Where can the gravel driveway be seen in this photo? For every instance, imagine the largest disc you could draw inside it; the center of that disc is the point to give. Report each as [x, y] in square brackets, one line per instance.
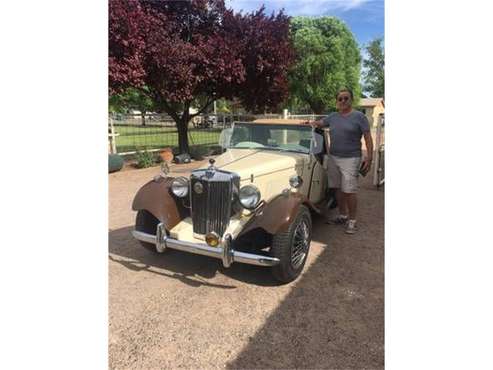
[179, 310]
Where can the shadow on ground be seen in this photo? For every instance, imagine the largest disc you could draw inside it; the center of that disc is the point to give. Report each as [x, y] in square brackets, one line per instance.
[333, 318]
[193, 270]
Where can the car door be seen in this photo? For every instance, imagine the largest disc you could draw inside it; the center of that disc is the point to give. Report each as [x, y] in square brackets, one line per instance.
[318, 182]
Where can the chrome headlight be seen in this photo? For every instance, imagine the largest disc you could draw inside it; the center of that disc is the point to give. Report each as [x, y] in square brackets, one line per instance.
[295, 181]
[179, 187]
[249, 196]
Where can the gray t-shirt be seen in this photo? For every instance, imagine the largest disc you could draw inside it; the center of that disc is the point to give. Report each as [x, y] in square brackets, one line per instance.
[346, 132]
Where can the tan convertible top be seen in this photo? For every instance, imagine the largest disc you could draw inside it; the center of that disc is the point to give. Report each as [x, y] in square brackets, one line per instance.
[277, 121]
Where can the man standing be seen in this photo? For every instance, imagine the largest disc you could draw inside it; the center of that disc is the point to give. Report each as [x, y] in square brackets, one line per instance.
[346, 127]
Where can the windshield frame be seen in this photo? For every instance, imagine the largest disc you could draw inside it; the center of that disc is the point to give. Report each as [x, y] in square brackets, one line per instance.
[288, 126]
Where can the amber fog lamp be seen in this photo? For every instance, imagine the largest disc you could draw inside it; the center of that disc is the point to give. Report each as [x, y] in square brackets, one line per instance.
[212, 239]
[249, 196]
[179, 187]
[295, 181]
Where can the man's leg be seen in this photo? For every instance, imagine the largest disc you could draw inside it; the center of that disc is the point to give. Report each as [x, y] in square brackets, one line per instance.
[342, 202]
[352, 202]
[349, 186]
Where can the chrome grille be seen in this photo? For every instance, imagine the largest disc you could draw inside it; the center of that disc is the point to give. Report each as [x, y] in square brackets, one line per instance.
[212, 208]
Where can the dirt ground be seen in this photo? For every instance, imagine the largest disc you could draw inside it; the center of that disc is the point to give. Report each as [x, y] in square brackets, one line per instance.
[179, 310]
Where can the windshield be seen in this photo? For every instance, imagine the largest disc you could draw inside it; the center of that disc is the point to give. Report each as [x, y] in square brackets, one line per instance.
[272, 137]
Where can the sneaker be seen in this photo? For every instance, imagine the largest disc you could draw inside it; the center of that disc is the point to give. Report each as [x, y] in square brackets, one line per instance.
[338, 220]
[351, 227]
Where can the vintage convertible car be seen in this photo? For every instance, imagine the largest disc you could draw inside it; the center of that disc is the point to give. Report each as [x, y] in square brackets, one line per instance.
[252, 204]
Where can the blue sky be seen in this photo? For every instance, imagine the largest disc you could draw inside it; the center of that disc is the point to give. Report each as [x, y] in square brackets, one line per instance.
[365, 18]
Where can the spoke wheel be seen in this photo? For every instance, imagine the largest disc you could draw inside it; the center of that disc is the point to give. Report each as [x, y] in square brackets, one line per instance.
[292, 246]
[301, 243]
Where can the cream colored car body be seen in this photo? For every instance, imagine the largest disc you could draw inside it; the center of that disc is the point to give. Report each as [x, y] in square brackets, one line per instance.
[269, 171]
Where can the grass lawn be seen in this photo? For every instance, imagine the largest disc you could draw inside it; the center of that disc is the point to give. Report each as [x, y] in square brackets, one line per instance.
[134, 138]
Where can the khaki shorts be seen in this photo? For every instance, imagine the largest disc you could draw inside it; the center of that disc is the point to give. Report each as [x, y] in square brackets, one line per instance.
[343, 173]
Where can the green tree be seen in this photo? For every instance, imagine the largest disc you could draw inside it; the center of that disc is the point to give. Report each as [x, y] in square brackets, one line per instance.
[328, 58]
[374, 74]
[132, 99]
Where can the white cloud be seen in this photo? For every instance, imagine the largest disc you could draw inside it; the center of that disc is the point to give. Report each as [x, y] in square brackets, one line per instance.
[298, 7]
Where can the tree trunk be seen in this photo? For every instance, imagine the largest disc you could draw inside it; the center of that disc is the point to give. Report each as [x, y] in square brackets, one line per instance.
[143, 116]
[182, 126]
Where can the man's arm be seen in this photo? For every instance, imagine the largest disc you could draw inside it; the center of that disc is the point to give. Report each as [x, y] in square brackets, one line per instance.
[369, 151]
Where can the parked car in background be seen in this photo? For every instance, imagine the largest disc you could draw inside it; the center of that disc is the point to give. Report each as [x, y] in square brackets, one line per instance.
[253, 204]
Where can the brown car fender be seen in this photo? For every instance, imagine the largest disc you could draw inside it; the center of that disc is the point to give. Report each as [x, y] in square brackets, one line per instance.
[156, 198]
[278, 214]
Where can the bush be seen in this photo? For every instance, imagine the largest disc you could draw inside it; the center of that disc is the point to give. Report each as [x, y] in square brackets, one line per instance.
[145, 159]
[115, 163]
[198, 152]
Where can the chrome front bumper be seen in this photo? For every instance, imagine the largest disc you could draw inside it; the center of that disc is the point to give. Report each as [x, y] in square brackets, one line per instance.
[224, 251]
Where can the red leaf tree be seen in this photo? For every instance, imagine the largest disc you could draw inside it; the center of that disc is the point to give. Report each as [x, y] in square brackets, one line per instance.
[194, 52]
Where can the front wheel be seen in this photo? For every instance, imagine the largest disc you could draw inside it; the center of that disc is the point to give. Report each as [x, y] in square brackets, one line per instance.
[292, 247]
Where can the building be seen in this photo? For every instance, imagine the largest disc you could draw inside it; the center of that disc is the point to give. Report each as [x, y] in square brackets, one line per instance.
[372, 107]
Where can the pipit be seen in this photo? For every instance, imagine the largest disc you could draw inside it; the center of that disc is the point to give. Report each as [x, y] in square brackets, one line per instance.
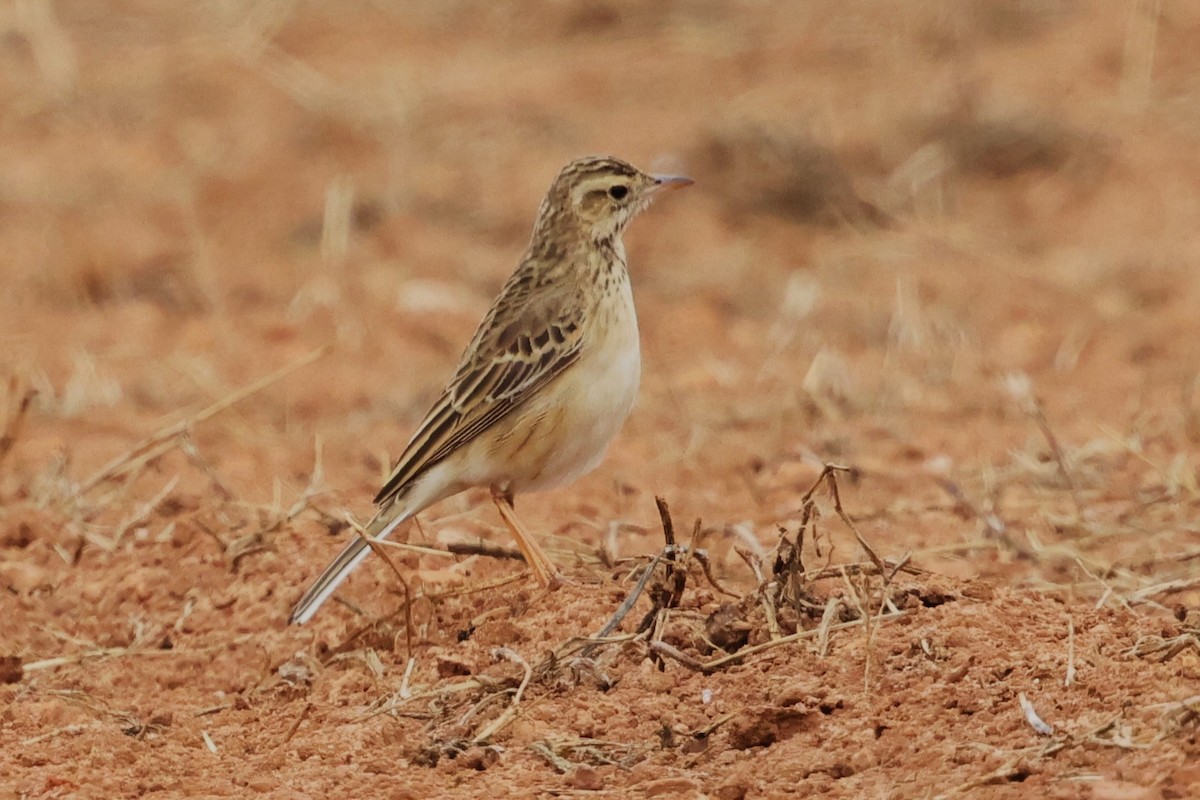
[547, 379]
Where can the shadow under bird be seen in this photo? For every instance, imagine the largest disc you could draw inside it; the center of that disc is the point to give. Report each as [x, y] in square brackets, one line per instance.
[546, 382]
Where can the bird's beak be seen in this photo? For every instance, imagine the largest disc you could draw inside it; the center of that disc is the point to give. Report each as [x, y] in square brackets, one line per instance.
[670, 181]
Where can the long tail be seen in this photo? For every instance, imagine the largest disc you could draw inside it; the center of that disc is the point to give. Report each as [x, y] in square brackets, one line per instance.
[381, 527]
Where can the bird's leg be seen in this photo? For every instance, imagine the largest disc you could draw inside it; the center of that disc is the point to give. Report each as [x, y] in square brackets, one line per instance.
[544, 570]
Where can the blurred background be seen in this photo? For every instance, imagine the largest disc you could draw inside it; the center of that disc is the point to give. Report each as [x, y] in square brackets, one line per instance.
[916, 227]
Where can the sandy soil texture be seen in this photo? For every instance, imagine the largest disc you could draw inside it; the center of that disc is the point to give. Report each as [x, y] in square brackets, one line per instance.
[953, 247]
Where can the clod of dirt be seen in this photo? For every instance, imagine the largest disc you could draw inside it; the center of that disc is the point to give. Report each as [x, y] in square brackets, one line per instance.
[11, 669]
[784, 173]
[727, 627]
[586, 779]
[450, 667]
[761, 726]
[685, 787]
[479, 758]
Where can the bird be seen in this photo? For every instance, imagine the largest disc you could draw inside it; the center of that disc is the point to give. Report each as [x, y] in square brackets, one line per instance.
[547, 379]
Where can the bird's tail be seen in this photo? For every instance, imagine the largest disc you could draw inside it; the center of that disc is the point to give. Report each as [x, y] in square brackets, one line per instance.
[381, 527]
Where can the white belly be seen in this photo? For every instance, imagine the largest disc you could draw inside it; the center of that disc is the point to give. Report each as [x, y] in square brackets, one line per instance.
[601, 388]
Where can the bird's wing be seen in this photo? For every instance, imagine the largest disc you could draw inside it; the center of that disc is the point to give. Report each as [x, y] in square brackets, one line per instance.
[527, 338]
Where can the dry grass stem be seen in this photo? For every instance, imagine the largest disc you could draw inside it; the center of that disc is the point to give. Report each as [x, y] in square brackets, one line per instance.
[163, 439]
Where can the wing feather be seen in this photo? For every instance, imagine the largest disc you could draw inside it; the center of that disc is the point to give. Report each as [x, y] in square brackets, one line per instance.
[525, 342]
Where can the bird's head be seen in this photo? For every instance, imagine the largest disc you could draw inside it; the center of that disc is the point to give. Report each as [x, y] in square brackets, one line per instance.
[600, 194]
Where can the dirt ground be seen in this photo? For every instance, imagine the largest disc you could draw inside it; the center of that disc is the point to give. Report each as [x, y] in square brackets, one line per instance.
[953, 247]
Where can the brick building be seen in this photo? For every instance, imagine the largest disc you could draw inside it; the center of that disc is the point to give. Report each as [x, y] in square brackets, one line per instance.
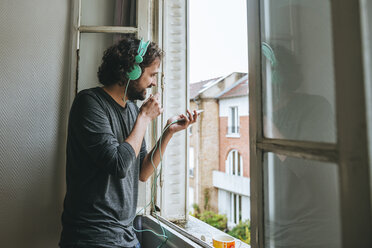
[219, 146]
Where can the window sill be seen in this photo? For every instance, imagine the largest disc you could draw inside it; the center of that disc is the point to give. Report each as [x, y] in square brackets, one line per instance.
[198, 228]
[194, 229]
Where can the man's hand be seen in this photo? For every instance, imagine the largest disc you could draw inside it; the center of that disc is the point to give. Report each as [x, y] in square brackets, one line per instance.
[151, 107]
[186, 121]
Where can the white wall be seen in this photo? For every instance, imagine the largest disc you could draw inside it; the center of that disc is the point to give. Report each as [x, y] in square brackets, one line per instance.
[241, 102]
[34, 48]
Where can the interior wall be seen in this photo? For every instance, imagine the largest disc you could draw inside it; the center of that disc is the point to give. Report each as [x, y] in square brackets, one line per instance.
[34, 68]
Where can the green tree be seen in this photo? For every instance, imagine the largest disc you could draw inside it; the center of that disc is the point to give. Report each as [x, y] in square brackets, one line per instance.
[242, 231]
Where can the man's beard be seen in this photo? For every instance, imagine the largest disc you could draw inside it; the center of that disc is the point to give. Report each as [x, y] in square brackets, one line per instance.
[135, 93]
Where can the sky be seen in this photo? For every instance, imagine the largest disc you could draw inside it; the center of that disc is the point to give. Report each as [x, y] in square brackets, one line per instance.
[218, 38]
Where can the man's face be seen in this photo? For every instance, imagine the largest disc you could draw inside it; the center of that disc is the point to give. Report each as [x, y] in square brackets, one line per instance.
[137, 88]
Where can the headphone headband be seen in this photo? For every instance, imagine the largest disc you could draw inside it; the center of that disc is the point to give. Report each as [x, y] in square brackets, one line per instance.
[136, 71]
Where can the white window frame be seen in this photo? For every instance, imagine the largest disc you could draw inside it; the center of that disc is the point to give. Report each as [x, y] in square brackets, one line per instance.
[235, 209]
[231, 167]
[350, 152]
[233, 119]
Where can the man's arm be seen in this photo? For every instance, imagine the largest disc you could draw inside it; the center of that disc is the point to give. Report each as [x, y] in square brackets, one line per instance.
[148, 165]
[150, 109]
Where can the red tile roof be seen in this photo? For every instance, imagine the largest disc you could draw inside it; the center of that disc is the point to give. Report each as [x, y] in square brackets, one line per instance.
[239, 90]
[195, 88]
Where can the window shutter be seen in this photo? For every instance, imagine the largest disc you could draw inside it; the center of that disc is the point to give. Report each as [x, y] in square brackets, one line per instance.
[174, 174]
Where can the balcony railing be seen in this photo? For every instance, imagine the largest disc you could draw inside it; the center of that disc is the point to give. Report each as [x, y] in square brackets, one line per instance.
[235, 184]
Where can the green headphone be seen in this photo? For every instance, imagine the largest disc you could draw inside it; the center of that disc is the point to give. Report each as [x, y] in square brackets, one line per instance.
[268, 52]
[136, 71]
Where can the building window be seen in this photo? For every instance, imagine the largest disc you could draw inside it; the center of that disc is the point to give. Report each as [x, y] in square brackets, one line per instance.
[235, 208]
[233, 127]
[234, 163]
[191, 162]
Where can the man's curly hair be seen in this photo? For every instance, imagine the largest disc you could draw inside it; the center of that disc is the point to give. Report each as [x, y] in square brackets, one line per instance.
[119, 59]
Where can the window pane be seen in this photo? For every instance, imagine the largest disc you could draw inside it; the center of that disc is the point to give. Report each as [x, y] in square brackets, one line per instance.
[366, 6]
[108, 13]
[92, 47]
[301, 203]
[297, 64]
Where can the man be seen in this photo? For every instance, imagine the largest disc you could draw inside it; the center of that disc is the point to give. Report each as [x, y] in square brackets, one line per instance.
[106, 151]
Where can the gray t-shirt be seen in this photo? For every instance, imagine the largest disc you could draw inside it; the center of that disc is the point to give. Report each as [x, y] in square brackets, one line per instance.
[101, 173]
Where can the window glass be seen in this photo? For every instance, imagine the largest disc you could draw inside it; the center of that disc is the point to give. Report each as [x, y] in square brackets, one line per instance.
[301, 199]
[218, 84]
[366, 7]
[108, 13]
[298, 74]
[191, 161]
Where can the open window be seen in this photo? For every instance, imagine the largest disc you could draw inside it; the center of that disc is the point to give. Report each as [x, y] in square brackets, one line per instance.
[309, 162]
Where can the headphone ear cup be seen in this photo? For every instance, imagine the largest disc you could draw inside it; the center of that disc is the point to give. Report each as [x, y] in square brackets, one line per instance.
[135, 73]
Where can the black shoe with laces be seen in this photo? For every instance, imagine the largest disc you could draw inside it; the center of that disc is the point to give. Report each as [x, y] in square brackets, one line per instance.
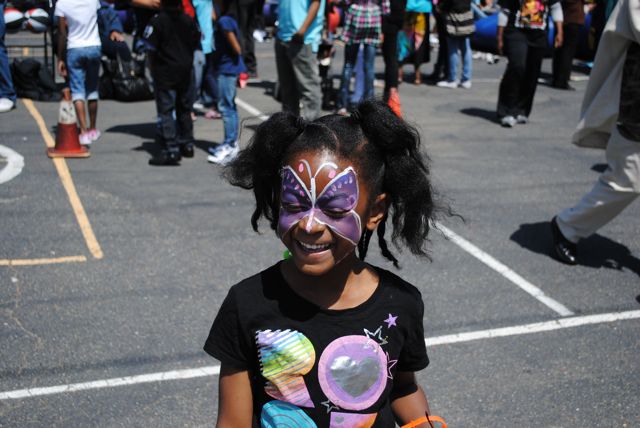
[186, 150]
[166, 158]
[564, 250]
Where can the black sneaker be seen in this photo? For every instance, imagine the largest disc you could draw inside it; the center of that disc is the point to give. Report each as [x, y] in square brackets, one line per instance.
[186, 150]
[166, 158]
------------------------------------------------------------------------
• [Exercise details]: Using the entries above, copy exactly the lines from the one containing "Where can the black sneaker" through the last, both included.

• [Your response]:
Where can the black sneaker be seen in this photo? For every instance, imagine the largest disc you could draw inside it; the center of that disc is the point to give. Report each as [x, y] in square brackets, one line per instance.
[186, 150]
[166, 158]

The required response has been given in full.